> Work task 1: Copy the article on the "rock star" economy, starting at the words "Sales figures from" and ending after "the T shirt !", but swap "Auckland" for "Wellington".
> Work task 2: Using the article on the "rock star" economy, mark each statement yes or no and quote the words that decide it: (a) HSBC expects the New Zealand economy to grow 3.4 percent in 2014. (b) The average Auckland sale price last month was up 15 percent from December 2012. (c) HSBC names the housing boom as a key factor supporting faster expansion.

> Extract provided:
● ● ● ●

Rock star economy and the Lost Prophets
Rock star economy and the Lost Prophets
by Don Franks
British multinational HSBC Holdings, on of the world's largest banks, predict New Zealand will be the "rock star" economy of 2014, with growth set to outpace most of its peers.
HSBC forecasts the New Zealand economy will grow 3.4 percent in 2014—the fastest pace since 2007.
For 2013, the economy is expected to post growth of 3.0 percent, according to the bank.
HSBC sees the New Zealand housing boom as a key factor supporting faster expansion.
Sales figures from real estate firm Barfoot & Thompson show the average sale price of an Auckland home was $700,387 last month, up 12.2 per cent from $624,000 in December 2012.
Stick that on the T shirt !
Only one thing is wrong with our cool rock star economy.
Some of us will never get a ticket.

● ● ● ●

Data excerpts
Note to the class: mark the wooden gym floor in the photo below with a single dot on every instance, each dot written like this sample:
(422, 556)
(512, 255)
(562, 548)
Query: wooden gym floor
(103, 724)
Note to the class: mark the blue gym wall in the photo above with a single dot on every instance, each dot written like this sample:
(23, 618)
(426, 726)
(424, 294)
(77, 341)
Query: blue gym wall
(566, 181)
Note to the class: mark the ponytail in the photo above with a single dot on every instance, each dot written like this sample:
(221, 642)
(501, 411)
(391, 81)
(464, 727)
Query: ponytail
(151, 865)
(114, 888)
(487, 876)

● ● ● ●

> Result 1:
Sales figures from real estate firm Barfoot & Thompson show the average sale price of an Wellington home was $700,387 last month, up 12.2 per cent from $624,000 in December 2012.
Stick that on the T shirt !

> Result 2:
(a) Yes: "HSBC forecasts the New Zealand economy will grow 3.4 percent in 2014"
(b) No: "up 12.2 per cent from $624,000 in December 2012"
(c) Yes: "HSBC sees the New Zealand housing boom as a key factor supporting faster expansion."